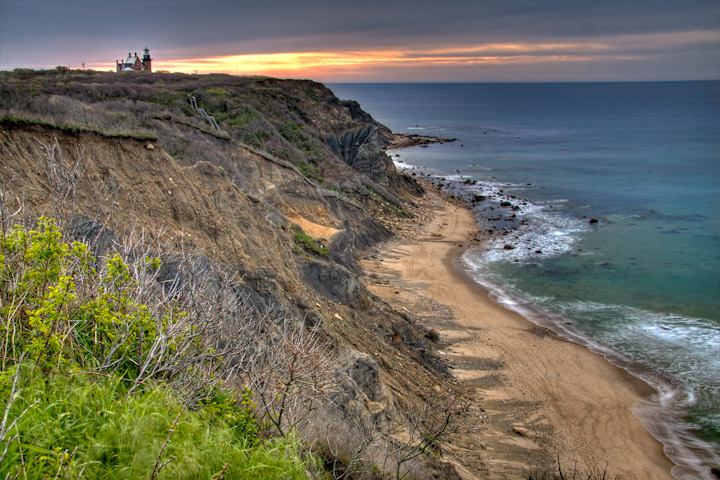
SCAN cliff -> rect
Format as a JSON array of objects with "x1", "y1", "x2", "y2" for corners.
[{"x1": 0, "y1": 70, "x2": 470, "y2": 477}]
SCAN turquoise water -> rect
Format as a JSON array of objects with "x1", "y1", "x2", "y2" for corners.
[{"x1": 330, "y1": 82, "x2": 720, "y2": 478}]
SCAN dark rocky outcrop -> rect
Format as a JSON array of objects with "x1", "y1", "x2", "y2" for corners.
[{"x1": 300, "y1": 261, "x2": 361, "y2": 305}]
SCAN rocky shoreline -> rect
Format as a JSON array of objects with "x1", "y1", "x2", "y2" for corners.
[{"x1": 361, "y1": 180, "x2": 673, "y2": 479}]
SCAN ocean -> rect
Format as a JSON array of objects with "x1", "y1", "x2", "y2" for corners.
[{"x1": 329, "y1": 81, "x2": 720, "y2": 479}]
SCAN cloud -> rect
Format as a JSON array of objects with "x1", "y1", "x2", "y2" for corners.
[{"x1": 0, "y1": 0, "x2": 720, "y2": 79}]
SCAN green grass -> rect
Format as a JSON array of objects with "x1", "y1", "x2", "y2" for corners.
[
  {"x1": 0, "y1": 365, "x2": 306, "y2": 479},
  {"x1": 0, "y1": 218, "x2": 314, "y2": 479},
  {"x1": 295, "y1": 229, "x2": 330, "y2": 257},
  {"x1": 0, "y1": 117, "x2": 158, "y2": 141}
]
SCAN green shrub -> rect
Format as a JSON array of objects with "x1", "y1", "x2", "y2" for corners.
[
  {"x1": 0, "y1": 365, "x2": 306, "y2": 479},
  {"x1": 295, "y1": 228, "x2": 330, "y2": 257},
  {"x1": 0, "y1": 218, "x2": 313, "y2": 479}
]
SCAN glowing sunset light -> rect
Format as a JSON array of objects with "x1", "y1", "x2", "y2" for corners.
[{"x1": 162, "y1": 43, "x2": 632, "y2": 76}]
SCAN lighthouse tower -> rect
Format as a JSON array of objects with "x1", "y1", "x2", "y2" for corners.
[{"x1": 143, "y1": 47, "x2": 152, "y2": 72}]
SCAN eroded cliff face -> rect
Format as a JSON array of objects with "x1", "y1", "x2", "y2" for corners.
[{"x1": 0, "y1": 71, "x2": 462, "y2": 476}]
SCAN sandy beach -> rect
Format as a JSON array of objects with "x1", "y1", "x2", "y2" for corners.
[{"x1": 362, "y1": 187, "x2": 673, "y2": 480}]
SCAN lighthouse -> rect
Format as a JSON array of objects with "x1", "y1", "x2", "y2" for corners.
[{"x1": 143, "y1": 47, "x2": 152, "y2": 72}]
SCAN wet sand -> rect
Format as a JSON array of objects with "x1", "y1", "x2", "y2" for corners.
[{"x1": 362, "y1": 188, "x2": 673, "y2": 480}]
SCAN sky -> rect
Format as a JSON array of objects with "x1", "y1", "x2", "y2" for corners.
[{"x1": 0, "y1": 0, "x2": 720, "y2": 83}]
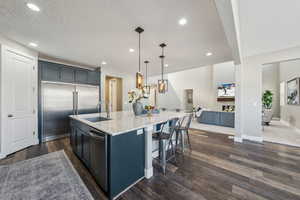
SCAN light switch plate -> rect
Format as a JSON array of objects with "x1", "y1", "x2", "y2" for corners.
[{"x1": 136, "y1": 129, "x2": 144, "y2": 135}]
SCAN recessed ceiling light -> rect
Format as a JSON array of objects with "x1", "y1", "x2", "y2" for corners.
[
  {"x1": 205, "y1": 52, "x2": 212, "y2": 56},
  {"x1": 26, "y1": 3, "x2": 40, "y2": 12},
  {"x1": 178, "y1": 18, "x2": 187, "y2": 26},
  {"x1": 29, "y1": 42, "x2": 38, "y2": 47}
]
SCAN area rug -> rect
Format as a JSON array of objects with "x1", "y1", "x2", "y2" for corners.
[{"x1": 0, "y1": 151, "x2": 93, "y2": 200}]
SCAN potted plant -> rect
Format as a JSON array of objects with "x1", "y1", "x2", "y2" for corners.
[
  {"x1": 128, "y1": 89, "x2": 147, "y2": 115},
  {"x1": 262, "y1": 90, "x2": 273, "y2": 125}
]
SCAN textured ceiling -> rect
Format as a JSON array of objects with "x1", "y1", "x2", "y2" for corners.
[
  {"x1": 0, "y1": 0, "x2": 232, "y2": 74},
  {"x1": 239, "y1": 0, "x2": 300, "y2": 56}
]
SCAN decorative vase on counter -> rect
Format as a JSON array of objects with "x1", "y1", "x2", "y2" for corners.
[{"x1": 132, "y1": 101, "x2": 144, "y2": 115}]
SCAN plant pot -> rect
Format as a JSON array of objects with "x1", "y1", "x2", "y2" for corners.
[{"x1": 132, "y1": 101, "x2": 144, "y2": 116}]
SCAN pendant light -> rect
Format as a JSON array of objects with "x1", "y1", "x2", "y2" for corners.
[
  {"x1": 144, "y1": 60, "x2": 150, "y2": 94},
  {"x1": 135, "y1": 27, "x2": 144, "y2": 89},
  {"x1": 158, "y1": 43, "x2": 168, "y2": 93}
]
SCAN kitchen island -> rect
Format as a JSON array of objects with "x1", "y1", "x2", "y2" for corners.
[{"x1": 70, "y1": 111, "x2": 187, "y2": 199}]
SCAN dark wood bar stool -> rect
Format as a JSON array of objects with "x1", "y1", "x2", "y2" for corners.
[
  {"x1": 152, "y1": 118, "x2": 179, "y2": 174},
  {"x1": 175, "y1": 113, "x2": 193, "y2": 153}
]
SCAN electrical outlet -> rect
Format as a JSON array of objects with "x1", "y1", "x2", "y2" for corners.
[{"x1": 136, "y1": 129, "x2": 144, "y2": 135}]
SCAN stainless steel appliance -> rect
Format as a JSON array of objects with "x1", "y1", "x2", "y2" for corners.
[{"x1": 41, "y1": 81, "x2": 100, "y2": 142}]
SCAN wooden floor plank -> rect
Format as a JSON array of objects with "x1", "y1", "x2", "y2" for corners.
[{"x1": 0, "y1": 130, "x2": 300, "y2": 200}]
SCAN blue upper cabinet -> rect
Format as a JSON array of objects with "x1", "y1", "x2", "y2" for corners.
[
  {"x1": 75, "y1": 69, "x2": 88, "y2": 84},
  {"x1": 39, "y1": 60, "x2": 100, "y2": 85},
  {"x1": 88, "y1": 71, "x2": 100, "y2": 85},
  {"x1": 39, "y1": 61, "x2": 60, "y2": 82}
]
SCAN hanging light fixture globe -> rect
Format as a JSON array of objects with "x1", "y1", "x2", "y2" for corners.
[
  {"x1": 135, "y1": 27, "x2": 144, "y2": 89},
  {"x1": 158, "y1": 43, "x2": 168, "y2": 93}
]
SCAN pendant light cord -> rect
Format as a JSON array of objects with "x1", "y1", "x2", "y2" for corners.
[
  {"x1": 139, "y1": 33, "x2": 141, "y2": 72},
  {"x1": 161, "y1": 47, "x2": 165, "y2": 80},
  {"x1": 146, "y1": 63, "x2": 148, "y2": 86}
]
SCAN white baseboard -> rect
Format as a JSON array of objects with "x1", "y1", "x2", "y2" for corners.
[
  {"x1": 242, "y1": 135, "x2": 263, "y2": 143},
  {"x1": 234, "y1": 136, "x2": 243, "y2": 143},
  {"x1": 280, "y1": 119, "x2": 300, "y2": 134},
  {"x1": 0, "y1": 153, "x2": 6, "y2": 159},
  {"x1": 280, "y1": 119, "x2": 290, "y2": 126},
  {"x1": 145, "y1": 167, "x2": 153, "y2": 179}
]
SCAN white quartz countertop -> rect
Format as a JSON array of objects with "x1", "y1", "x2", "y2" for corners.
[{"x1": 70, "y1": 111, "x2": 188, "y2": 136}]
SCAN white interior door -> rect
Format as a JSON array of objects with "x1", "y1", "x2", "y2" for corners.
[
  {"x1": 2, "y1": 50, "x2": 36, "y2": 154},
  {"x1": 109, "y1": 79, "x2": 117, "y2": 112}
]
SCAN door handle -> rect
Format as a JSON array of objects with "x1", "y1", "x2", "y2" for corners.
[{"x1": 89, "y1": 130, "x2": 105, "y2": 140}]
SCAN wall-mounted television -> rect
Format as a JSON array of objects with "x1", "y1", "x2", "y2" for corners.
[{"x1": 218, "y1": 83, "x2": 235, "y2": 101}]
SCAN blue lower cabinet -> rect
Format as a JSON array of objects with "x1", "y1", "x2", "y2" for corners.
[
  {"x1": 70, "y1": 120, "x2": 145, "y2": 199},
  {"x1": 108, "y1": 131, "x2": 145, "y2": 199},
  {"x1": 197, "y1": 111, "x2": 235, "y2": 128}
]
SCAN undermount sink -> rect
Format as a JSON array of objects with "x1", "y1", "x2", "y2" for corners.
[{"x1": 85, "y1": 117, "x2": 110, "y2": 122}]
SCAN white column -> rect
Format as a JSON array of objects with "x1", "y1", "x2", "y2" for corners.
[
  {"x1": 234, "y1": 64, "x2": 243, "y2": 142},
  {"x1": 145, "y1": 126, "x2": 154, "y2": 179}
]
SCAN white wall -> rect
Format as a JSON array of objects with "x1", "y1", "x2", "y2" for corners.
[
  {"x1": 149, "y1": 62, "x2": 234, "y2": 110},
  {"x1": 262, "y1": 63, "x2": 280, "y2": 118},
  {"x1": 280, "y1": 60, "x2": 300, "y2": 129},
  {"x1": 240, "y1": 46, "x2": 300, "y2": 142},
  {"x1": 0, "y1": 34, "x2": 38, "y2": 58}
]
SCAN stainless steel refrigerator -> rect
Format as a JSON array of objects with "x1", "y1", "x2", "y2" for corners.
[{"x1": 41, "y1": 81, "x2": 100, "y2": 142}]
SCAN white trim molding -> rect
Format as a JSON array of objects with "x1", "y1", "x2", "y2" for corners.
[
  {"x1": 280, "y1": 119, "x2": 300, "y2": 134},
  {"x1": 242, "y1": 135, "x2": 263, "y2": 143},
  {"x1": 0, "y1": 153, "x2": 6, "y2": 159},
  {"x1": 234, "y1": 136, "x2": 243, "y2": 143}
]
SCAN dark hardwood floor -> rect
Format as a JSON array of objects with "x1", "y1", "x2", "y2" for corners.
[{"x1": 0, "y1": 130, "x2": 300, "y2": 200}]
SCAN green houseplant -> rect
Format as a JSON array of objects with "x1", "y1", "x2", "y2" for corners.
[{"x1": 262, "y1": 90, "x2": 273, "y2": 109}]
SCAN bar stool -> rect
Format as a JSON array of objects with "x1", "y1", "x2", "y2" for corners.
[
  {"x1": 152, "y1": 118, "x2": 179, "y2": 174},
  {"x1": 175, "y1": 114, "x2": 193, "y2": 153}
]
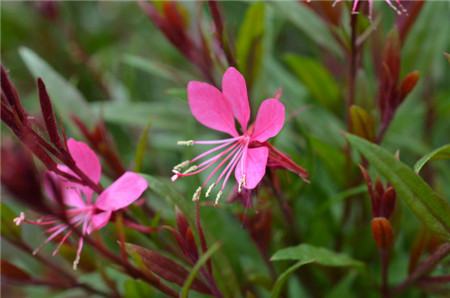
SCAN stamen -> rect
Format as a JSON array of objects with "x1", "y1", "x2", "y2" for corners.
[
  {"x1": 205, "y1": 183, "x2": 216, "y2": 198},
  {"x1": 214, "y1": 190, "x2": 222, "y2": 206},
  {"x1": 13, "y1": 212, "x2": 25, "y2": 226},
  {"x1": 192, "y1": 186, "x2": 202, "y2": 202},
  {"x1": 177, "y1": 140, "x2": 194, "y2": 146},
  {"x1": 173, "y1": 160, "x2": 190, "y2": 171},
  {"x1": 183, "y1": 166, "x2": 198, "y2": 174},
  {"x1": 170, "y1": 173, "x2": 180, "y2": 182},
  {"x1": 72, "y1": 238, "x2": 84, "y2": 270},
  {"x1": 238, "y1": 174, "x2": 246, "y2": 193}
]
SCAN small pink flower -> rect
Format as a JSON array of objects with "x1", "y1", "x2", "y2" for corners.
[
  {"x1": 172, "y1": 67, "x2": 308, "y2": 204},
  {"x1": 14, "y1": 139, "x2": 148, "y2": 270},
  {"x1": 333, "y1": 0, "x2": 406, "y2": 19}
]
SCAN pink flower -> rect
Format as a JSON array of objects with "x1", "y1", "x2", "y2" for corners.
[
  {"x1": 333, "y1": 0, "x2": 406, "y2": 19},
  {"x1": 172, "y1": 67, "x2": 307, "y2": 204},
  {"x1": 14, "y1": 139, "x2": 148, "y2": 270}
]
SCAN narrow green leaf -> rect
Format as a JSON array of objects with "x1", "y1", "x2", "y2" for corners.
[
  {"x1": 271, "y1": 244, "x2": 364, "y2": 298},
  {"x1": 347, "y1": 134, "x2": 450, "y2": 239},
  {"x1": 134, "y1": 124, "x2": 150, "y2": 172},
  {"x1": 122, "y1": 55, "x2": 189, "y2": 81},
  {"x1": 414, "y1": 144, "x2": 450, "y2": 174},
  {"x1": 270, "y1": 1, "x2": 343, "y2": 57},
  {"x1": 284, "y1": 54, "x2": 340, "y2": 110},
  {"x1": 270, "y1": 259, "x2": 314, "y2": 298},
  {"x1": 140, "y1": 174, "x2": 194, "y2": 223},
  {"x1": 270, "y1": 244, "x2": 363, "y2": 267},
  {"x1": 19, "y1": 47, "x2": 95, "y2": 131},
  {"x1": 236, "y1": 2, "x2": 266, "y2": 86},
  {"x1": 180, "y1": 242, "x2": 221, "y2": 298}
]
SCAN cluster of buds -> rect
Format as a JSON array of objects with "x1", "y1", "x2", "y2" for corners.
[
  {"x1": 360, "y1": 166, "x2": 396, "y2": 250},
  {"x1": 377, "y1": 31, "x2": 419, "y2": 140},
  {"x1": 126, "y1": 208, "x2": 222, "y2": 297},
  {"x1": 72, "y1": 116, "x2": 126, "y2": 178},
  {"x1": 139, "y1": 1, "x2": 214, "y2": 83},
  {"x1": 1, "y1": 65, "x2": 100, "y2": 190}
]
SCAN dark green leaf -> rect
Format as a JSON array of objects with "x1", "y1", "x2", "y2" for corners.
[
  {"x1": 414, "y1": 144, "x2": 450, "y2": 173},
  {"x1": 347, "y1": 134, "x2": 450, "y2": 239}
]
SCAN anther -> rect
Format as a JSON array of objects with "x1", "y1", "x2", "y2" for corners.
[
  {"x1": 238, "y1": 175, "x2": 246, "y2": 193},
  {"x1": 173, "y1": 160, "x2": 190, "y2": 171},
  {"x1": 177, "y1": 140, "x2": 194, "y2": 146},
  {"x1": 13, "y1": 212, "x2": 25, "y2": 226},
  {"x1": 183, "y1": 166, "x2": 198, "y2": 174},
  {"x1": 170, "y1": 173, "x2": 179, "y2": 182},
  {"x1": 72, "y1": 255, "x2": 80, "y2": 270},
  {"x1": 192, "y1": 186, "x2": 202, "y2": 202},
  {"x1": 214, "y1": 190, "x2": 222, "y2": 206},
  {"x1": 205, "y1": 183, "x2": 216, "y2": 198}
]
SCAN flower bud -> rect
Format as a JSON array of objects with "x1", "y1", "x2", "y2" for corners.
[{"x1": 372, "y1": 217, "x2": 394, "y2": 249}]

*PROBLEM DESCRIPTION*
Locate every line in the listing above that contains the word "cabinet" and copy each such line in full. Treat the match as case-sensitive.

*FINAL ANSWER*
SCAN blue upper cabinet -> rect
SCAN blue lower cabinet -> rect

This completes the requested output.